#### [Your objective]
Copy the data below word for word, line by line, leaving nothing out.

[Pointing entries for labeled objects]
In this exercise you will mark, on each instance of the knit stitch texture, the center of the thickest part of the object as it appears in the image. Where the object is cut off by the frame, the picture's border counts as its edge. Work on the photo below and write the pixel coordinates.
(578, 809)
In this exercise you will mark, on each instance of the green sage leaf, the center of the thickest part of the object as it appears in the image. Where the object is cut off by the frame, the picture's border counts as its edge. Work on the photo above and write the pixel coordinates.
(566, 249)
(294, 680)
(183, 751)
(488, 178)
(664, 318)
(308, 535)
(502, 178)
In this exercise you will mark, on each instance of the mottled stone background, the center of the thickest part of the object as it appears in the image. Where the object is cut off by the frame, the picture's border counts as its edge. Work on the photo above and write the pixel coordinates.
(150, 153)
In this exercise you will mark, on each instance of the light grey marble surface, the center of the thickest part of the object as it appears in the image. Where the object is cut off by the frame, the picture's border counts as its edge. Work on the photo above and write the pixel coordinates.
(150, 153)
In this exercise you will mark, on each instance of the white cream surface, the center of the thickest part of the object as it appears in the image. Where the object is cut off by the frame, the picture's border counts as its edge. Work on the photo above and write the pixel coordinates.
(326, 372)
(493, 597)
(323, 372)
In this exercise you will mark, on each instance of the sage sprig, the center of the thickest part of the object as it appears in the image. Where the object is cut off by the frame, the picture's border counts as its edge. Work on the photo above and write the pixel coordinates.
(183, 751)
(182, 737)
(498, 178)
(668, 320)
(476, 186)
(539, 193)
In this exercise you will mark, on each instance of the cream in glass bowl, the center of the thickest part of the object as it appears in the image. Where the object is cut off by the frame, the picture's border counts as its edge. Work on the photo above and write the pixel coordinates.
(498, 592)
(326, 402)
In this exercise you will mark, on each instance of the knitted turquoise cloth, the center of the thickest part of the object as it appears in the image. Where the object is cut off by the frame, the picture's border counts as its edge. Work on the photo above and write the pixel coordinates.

#### [Output of the exercise]
In this exercise you will mark, on each instance of the knit stitch texture, the center of the thickest part of the object as it appears in the image. Where the object is cut off by the frame, the picture's border counts as its edge. Work on the photo below and write the pixel coordinates.
(578, 809)
In this exercise you will mark, on each instance of the green sage leaf, the center of the thickest part of the object as it appears in the image. Where the object is cut off by the frame, the picture's border counts as its edge. Work on the photo above and write the pixel coordinates.
(566, 249)
(294, 680)
(183, 751)
(488, 178)
(664, 318)
(308, 535)
(502, 178)
In this exercise you will mark, on each instance of the mottled stone background, the center of the thickest part of the object as it appears in the image. Where the object is cut off by the frame, the picture's border counts as its edge. Work on the photo above and write the pixel coordinates.
(150, 153)
In this exercise you will mark, on each instance of the light grey marble surface, the center of the thickest part of the object as it appears in the image. Where the object is cut off by the frame, the picture's border counts as its edge. Work on the photo above and write the pixel coordinates.
(150, 153)
In this exercise you will mark, on each instance of the white cream surface, the center of the thickest part of the object as it appears in the image. Where the object is cut off by the frame, the picture's border counts as its edge. Work on the photo above and write the pixel coordinates.
(326, 372)
(493, 597)
(323, 372)
In this exercise you will mark, on each instance of the sage sprig, the center of the thickest part of the object as it appears in the image. Where the object is cut off by the frame, the picture's border counts as its edge. Work on the photo above and write the pixel coordinates.
(183, 751)
(182, 737)
(498, 178)
(668, 320)
(476, 186)
(539, 193)
In this exercise you will mark, on each instance of the cream in glass bowl, the center of the thickest part of the object as it appears in the image. Where the object is cut off by the frame, the picture's border counts as its edge. Work on the photo above and write the pixel coordinates.
(498, 592)
(326, 402)
In this exercise you will mark, on each instance of the knitted turquoise cloth, the center of the thickest part of the object as it appears in the image. Where the object is cut off by the frame, the picture's border counts as its edge. Work on the photo above and write the pixel coordinates.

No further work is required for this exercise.